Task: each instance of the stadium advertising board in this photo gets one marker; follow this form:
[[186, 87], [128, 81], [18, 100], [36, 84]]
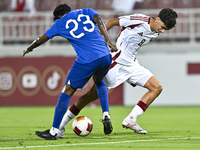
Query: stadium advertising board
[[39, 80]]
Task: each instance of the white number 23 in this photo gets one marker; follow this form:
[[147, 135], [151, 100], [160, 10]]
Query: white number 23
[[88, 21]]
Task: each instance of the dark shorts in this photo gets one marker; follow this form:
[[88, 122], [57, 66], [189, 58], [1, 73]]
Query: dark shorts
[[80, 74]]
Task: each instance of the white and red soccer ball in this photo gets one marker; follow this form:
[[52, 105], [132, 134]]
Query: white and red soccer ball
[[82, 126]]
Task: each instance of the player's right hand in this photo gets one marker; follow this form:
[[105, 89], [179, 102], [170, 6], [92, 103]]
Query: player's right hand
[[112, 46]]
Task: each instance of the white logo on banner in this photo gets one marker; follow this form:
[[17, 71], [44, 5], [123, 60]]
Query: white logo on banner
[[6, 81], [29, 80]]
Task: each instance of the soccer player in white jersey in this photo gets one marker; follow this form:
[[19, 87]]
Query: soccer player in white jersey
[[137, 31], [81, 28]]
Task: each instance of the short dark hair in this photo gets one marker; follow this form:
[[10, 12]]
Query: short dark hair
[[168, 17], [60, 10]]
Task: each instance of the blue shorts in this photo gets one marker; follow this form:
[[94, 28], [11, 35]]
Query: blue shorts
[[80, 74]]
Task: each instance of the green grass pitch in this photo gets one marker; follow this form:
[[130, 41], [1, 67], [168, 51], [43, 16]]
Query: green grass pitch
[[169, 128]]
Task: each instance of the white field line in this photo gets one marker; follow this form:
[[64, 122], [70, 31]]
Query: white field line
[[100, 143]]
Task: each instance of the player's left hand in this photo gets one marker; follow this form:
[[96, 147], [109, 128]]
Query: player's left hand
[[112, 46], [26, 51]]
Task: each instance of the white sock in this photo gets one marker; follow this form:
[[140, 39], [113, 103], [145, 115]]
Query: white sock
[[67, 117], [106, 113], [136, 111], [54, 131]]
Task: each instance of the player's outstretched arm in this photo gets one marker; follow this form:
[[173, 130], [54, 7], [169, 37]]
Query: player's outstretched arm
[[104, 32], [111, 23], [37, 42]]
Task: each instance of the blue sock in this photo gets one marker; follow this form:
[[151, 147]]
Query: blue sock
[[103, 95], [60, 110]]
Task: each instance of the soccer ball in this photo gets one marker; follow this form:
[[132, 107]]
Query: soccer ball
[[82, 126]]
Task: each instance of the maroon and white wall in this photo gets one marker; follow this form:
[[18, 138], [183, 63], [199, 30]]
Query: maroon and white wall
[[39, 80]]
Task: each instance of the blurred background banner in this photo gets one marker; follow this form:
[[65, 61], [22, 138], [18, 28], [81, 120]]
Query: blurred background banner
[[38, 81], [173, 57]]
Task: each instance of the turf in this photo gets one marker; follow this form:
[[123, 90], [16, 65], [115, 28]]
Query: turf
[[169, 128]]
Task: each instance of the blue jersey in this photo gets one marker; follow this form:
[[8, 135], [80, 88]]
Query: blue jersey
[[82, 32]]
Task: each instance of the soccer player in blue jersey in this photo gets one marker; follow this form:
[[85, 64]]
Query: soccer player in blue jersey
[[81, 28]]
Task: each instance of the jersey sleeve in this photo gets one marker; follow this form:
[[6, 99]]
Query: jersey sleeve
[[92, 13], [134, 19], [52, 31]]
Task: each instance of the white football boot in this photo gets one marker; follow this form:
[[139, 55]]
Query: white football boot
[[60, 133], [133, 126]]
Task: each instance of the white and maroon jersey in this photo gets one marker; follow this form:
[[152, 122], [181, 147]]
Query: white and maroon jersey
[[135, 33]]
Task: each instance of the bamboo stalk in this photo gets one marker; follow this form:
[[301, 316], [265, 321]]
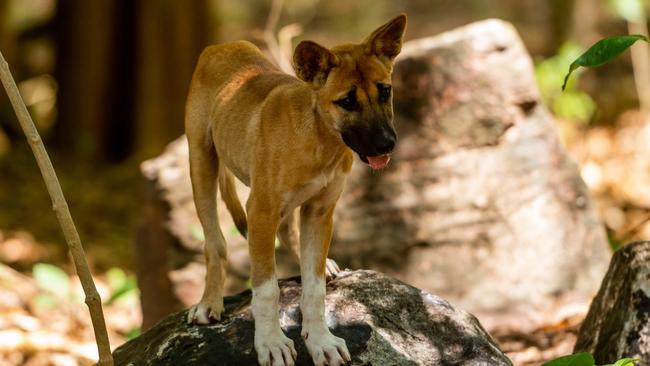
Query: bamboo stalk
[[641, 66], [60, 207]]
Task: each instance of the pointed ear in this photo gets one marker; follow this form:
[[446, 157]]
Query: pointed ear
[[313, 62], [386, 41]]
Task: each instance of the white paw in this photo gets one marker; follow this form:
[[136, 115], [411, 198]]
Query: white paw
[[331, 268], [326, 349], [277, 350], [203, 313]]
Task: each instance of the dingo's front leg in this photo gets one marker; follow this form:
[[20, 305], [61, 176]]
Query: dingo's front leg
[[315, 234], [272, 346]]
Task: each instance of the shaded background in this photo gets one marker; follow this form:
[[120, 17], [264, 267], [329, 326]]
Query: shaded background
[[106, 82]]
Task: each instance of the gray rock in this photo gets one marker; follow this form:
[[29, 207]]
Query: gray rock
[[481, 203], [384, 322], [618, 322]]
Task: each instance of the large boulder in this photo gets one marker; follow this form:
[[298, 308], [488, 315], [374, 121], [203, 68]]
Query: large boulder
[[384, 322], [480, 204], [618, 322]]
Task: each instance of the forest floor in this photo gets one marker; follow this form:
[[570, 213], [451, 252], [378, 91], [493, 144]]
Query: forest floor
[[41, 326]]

---

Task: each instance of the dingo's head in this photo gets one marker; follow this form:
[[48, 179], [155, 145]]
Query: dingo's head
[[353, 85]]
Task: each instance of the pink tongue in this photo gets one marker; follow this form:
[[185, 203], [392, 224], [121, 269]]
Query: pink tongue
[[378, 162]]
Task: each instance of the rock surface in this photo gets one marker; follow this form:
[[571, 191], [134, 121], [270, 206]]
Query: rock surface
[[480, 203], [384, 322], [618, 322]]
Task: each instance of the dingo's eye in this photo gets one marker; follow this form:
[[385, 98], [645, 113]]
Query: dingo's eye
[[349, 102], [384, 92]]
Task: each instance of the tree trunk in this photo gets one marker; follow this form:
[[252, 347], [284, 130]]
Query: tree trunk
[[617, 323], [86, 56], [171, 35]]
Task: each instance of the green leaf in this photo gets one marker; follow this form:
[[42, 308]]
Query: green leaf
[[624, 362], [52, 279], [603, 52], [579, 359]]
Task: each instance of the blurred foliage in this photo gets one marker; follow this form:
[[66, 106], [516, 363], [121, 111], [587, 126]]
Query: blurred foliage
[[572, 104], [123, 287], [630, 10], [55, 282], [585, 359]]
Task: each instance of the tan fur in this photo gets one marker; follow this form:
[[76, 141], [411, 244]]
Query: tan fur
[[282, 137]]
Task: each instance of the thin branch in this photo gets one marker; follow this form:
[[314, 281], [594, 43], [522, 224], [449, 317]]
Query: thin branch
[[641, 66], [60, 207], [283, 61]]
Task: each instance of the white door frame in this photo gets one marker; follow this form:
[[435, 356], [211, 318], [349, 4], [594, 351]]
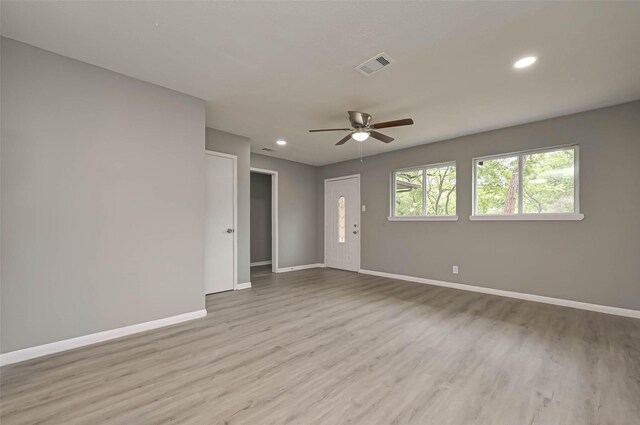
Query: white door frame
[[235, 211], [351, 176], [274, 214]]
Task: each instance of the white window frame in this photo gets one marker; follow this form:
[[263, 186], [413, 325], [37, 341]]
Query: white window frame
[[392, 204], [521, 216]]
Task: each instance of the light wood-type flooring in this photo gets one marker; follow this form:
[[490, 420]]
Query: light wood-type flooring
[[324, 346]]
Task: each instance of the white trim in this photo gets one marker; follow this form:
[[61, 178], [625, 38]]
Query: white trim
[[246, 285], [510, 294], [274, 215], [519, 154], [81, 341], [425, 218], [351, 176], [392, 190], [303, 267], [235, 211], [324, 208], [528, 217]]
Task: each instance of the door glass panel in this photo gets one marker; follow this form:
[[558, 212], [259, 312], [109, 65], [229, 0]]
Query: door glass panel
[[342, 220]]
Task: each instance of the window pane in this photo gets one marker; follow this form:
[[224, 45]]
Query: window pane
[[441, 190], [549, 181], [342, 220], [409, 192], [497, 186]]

==

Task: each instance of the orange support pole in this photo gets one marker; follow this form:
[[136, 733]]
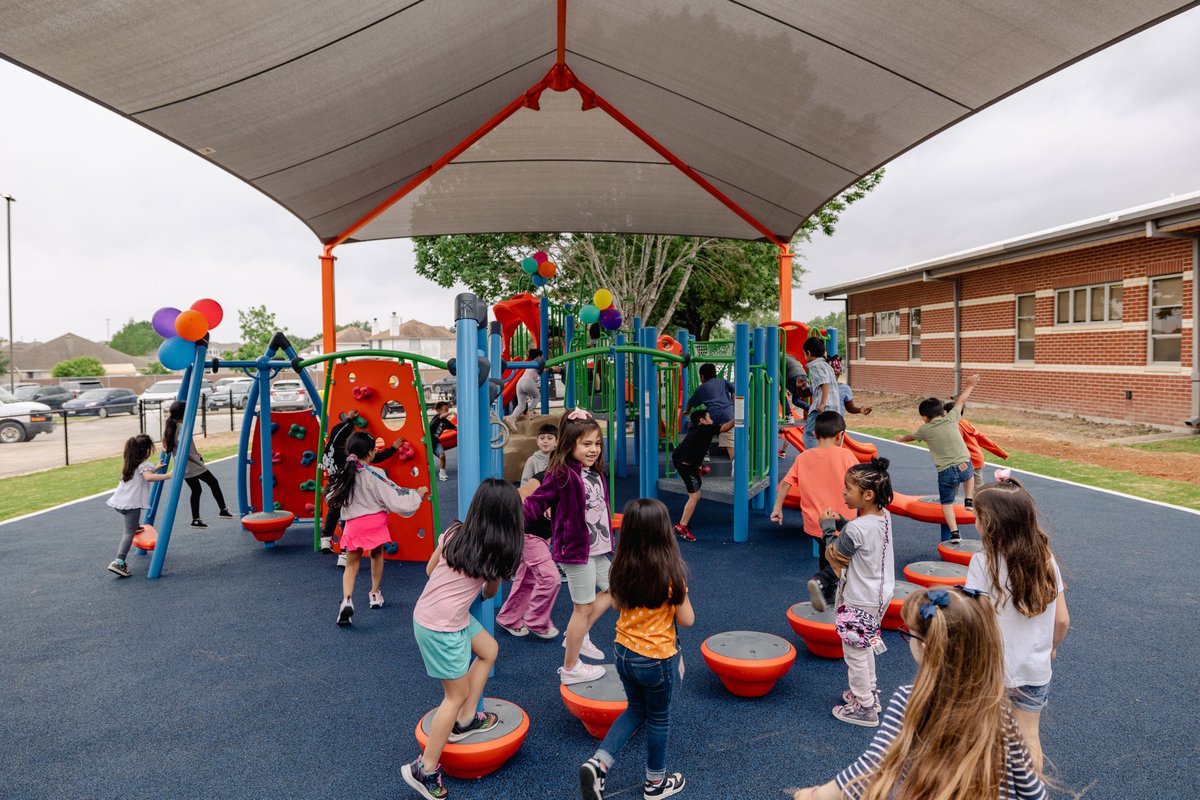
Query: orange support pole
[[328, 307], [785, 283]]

* _REQUIREMENTS_
Can you output the lines of the records as a JSON list of strings, one string per line and no blank lines, starting at the line containing "Task: each instance of the maroon" and ending at the line containing "[[92, 13], [134, 19], [52, 31]]", with both of those lines included?

* _WORKED ANSWER_
[
  "Task: each instance of the maroon and white wall in this photo gets one marker; follow this form:",
  "[[18, 138], [183, 63], [199, 30]]",
  "Query: maroon and white wall",
  "[[39, 80]]",
  "Task: each instance of the blurred background banner in this photo gets one marker; follow this form:",
  "[[65, 61], [22, 138], [18, 28], [81, 120]]",
  "Query: blurred background banner",
  "[[38, 81], [173, 57]]",
  "Task: each instance of the turf in this photo gets one marker; follow this form:",
  "[[123, 90], [16, 65], [115, 28]]",
  "Query: turf",
  "[[169, 128]]",
  "Task: each instance of the blue jersey in this photo gets one marker; follow this form:",
  "[[8, 135], [80, 88]]",
  "Query: blue jersey",
  "[[82, 32]]",
  "Task: each instance of the soccer player in blue jersey in this photo gets one marker; follow this form:",
  "[[85, 64]]",
  "Query: soccer player in blue jersey",
  "[[81, 28]]",
  "Task: each instance of the jersey sleeve in this photo gets one marker; follow this form:",
  "[[6, 99]]",
  "Query: jersey sleeve",
  "[[92, 13], [134, 19], [52, 31]]"
]